Gestellte Aufgabe 1 ::
Beantworten Sie anhand des nachstehenden Textes kurz die folgenden Fragen:
(a) Was konnte der verurteilte Mörder in den Gerichtssaal schmuggeln?
(b) Wen plante der Mann während der Verhandlung zu attackieren?
(c) In welchem Monat war bereits bekannt geworden, dass er seine Ex-Freundin töten wollte?

Vorliegender Text ::
⟨

Morddrohung nicht weitergegeben: Das Versagen muss Konsequenzen haben. Steffens Behörde ist ein echter Quotenbringer.
Dass ein Gewalttäter, ein Frauenschläger und verurteilter Mörder eine selbst gebastelte Waffe in den Gerichtssaal schmuggeln konnte, ist für sich betrachtet schon ein Skandal. Dass man in der Untersuchungshaftanstalt aber offenbar wusste, was der Mann plante, nämlich die Zeugin – seine Ex-Freundin – während der Verhandlung zu attackieren, wirft ganz neue Fragen auf. Wer hat warum die Hinweise nicht weitergeleitet? Warum galt für den Mann nicht die höchste Sicherheitsstufe, obgleich bereits im Oktober bekannt geworden war, dass er seine Ex-Freundin töten wollte?

⟩

Gestellte Aufgabe 2 :: Wiederholen Sie die bereitgestellten Zeilen wortgetreu, beginnend mit der ersten dieser Zeilen und fortlaufend bis einschließlich der Zeile, die „[0,236,438,281]“ enthält.

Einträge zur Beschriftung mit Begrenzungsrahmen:

⟨

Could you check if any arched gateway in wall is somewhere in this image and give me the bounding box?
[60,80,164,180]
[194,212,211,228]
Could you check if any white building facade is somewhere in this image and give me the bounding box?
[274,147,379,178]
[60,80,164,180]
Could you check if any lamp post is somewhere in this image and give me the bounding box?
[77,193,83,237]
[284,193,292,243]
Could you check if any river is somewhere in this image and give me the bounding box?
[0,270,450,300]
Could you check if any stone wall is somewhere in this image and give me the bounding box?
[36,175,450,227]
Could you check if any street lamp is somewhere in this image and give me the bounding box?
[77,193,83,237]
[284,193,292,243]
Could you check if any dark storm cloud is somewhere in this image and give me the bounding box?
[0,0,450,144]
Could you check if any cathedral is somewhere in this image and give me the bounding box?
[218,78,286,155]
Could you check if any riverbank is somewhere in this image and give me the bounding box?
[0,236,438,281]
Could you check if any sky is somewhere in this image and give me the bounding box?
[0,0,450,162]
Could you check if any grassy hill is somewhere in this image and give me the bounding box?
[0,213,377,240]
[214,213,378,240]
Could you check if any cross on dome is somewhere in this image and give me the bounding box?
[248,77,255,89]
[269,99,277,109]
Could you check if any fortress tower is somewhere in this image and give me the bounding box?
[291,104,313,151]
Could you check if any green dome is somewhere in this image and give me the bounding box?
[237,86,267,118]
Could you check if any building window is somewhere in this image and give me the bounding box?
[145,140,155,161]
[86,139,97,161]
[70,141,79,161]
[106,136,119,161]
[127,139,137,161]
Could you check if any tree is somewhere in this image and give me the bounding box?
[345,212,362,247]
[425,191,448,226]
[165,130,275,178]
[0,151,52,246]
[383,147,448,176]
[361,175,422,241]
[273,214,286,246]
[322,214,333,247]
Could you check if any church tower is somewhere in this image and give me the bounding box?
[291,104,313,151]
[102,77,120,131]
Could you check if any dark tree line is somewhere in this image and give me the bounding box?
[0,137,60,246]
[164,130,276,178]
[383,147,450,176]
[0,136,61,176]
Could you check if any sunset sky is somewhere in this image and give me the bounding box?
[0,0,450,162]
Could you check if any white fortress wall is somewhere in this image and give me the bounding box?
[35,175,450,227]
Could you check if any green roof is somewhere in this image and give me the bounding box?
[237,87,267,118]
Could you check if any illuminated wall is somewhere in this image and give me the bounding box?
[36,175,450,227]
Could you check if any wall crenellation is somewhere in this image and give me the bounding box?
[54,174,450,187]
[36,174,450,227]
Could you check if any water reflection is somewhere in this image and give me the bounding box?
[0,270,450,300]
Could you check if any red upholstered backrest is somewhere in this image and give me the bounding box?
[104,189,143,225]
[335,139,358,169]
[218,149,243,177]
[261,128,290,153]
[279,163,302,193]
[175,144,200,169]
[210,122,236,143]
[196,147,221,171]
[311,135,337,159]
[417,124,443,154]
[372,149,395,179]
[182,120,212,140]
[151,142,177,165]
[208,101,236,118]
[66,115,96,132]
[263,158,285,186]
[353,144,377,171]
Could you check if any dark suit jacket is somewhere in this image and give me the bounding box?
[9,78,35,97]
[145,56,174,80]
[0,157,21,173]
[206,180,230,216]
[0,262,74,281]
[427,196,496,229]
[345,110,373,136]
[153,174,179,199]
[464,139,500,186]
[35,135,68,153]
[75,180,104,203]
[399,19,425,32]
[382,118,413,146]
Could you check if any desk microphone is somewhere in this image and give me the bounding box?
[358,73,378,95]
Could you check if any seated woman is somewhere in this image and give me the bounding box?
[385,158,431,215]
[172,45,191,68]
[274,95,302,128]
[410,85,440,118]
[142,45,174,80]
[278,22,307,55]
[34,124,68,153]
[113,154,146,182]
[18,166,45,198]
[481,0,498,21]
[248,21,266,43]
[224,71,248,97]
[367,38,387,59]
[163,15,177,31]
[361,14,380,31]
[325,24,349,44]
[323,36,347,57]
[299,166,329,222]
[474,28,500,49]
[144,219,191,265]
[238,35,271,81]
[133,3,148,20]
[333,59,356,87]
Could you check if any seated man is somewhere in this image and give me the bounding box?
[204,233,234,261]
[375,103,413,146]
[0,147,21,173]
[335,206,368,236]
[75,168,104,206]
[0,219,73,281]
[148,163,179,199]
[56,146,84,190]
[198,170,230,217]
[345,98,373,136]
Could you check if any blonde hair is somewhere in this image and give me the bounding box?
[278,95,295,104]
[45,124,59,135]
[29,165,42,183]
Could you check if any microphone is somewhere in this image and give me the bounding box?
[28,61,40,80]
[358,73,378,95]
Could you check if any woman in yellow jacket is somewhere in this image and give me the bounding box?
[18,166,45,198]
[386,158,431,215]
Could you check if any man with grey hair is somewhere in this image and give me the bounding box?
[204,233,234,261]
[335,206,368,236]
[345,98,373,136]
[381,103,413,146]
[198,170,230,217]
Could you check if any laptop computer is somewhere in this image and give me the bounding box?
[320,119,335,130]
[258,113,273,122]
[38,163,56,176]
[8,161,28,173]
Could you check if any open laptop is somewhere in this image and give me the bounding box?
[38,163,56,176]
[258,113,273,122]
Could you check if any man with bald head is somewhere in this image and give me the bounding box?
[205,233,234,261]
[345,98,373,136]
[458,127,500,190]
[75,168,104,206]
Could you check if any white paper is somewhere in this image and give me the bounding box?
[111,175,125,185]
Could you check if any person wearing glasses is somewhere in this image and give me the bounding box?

⟩

Lösung der Aufgabe 1 ::
(a) Eine selbst gebastelte Waffe.
(b) Die Zeugin, seine Ex-Freundin.
(c) Im Oktober.

Lösung der Aufgabe 2 ::
Could you check if any arched gateway in wall is somewhere in this image and give me the bounding box?
[60,80,164,180]
[194,212,211,228]
Could you check if any white building facade is somewhere in this image and give me the bounding box?
[274,147,379,178]
[60,80,164,180]
Could you check if any lamp post is somewhere in this image and give me the bounding box?
[77,193,83,237]
[284,193,292,243]
Could you check if any river is somewhere in this image and give me the bounding box?
[0,270,450,300]
Could you check if any stone wall is somewhere in this image and give me the bounding box?
[36,175,450,227]
Could you check if any street lamp is somewhere in this image and give me the bounding box?
[77,193,83,237]
[284,193,292,243]
Could you check if any dark storm cloud is somewhere in this image and give me the bounding box?
[0,0,450,144]
Could you check if any cathedral is somewhere in this image and give me the bounding box?
[218,78,286,155]
Could you check if any riverbank is somewhere in this image and give me the bounding box?
[0,236,438,281]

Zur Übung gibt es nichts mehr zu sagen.